Dataset content:
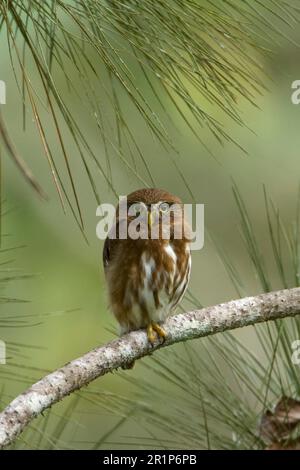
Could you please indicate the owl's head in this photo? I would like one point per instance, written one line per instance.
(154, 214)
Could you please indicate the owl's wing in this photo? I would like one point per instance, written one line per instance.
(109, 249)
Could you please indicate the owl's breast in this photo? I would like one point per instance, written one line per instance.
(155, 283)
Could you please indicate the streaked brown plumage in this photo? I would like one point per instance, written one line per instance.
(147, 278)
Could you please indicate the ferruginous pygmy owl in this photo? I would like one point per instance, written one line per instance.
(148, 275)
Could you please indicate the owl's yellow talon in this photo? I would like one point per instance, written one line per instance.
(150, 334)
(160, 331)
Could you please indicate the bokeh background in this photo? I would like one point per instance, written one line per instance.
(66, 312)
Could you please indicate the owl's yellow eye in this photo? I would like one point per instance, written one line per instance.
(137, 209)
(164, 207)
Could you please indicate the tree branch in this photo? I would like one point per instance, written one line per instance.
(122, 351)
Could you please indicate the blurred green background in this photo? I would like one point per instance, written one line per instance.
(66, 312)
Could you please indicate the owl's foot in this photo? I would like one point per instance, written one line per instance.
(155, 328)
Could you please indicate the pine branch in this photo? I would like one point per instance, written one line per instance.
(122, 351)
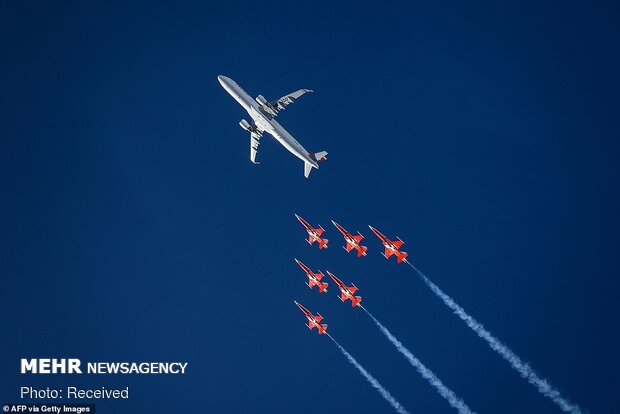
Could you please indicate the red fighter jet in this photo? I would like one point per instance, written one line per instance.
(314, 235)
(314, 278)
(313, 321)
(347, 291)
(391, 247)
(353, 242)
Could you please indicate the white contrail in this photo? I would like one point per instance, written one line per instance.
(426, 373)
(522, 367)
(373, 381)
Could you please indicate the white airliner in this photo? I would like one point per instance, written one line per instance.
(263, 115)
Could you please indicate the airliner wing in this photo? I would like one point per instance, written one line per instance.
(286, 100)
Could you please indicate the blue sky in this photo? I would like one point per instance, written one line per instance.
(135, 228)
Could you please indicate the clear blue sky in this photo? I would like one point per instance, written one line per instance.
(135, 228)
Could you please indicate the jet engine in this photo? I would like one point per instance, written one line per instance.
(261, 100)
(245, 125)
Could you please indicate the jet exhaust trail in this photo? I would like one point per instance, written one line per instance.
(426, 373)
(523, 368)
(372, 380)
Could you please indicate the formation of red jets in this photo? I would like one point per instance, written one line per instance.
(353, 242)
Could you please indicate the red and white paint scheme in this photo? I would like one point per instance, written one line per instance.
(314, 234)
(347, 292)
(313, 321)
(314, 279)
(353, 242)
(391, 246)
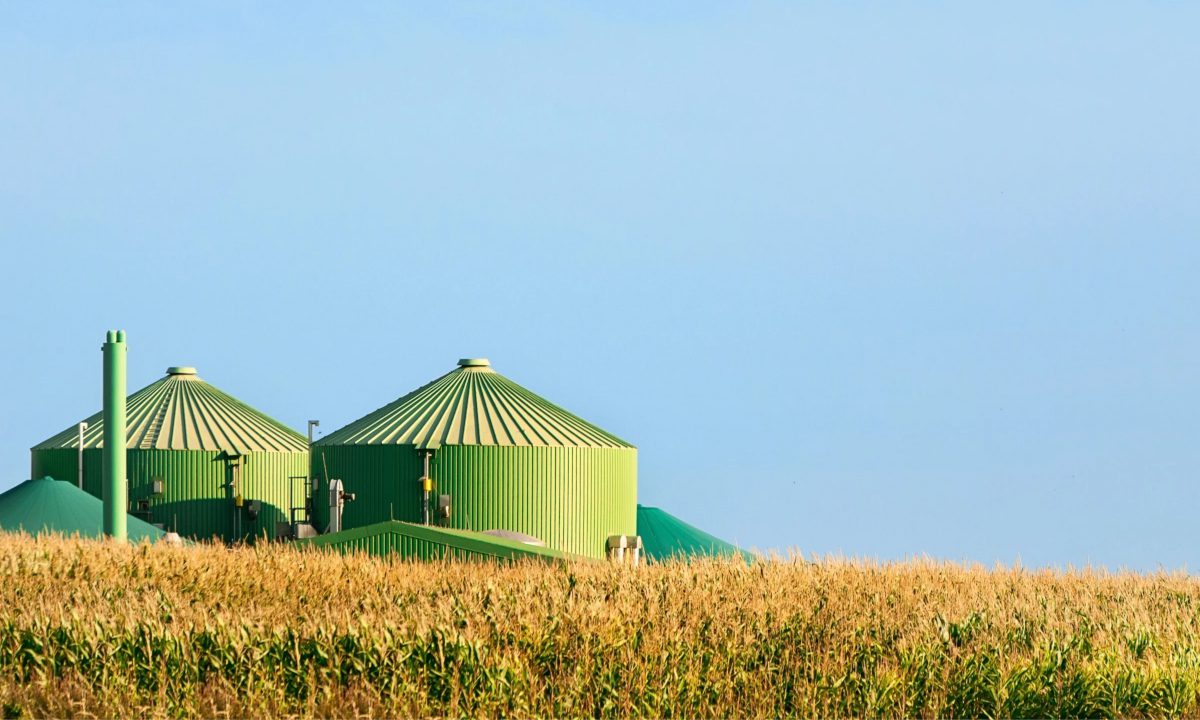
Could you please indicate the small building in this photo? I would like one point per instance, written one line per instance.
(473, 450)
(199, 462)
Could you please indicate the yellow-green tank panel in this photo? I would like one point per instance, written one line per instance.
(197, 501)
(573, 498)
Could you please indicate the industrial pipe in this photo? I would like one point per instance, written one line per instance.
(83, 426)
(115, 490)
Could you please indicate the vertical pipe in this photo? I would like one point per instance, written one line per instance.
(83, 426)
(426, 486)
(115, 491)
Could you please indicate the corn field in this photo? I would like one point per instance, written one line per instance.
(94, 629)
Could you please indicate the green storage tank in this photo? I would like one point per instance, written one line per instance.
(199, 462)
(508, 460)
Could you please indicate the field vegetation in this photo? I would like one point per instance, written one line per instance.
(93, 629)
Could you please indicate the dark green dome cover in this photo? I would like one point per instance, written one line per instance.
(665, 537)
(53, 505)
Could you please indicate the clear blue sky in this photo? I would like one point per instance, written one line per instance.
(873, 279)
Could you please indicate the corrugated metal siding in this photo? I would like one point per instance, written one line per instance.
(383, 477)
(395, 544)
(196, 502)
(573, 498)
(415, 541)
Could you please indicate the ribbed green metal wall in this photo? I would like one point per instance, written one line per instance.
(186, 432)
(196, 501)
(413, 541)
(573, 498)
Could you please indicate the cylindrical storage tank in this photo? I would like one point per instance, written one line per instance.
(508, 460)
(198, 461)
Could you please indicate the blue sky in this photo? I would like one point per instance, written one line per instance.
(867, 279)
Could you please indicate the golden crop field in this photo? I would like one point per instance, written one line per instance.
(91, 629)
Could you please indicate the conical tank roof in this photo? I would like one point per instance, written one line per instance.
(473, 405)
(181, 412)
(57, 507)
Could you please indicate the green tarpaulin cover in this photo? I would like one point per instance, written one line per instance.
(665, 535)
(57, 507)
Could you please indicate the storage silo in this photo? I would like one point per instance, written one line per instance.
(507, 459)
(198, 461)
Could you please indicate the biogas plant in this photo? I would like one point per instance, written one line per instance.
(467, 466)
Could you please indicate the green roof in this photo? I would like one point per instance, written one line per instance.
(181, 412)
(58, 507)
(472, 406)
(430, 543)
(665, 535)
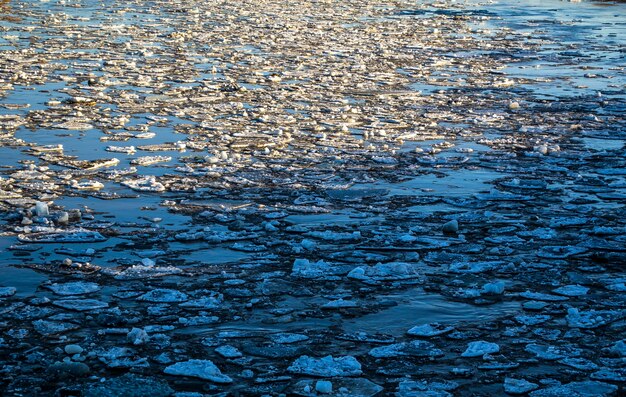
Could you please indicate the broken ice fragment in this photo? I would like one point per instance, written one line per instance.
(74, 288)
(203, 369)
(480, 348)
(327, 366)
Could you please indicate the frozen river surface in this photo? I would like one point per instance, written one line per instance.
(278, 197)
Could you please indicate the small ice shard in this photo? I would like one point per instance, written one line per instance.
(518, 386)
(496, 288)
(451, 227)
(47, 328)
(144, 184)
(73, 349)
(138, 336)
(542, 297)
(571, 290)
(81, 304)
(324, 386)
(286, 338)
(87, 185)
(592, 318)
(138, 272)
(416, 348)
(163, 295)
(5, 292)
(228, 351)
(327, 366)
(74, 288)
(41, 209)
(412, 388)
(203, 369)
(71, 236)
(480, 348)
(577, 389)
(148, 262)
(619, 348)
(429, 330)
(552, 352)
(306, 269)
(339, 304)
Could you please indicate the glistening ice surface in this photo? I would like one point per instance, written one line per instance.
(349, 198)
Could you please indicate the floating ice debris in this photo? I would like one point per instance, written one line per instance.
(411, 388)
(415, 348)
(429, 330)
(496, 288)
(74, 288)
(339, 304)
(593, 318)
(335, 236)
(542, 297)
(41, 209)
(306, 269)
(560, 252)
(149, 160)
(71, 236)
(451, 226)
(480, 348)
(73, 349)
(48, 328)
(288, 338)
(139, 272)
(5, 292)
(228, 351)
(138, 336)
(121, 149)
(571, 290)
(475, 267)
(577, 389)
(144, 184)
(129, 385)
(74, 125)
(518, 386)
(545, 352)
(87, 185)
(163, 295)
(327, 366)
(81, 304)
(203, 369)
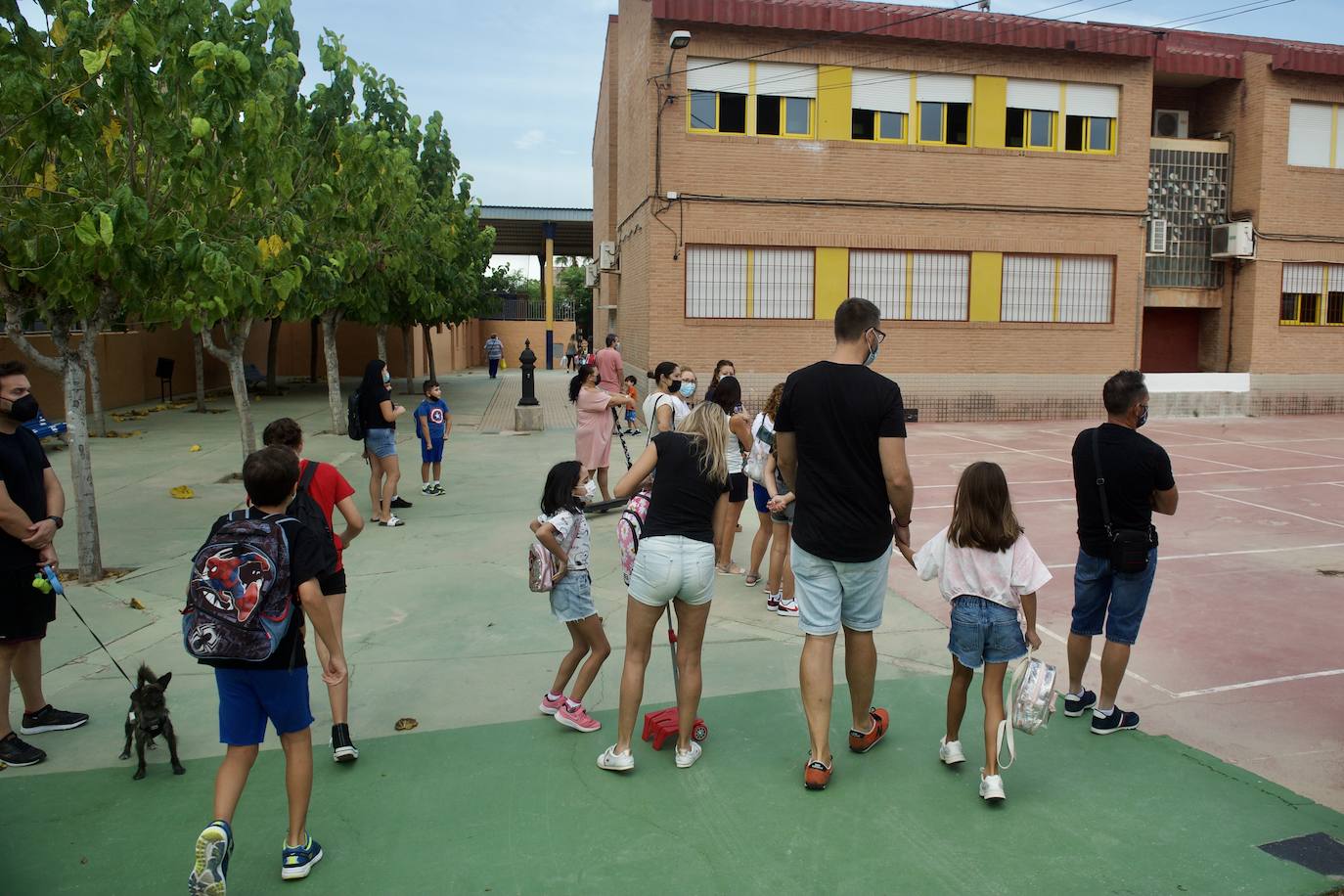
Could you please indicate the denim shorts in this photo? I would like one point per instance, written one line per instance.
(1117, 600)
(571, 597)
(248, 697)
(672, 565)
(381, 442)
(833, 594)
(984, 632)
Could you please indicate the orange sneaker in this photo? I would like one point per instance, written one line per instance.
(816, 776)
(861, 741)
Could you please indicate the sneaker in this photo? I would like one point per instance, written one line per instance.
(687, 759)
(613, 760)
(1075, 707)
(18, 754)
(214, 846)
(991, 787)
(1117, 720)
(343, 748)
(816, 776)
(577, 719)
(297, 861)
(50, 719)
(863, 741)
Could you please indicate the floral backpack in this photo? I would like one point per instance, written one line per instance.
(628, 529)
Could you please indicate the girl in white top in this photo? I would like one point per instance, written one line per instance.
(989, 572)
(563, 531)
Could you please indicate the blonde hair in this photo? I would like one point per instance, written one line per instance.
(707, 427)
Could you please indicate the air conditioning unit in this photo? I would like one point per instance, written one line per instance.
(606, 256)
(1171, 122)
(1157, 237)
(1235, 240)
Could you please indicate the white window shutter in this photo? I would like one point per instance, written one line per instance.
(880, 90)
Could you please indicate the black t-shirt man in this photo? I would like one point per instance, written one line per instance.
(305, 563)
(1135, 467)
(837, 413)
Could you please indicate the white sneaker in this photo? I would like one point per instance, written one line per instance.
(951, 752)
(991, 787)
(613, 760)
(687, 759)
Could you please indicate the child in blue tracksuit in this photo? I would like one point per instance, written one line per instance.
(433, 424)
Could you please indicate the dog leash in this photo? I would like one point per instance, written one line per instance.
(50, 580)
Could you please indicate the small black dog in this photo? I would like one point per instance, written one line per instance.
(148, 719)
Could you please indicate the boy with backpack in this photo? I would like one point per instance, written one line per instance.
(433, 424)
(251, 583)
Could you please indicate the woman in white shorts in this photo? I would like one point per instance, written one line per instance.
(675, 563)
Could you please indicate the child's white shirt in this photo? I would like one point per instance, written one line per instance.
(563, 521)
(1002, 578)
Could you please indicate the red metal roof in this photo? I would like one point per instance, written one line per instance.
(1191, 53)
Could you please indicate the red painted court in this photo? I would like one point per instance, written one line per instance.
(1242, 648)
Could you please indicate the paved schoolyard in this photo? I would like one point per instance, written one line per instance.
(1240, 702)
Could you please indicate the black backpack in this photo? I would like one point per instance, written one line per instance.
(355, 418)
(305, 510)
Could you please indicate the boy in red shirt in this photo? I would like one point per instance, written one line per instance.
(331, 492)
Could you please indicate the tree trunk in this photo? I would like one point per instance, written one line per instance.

Short task:
Set down, unchanged, the line that contains "Could you please indicate the red metal" together with every later line in the records, through the last one.

Response:
Could you please indicate the red metal roof in this photo? I would like one point per instance, written one line per instance.
(1191, 53)
Could you please indicate the red painted court in this photo? I would like one point per instance, written one line per instance.
(1242, 648)
Could you please indicate the paved schoolyard in this photo? I would like one point per instance, written one line per instance.
(1240, 702)
Could you please indicate the black backpack in this photo? I would like one point per instance, written one line per instance.
(355, 418)
(305, 510)
Could you please indicate the boy in red shirt in this photo? I would like one point per instance, written one line per instance.
(331, 492)
Could you please indicate the tree trunk in this photo? I would like one point per instance, written one line per instance.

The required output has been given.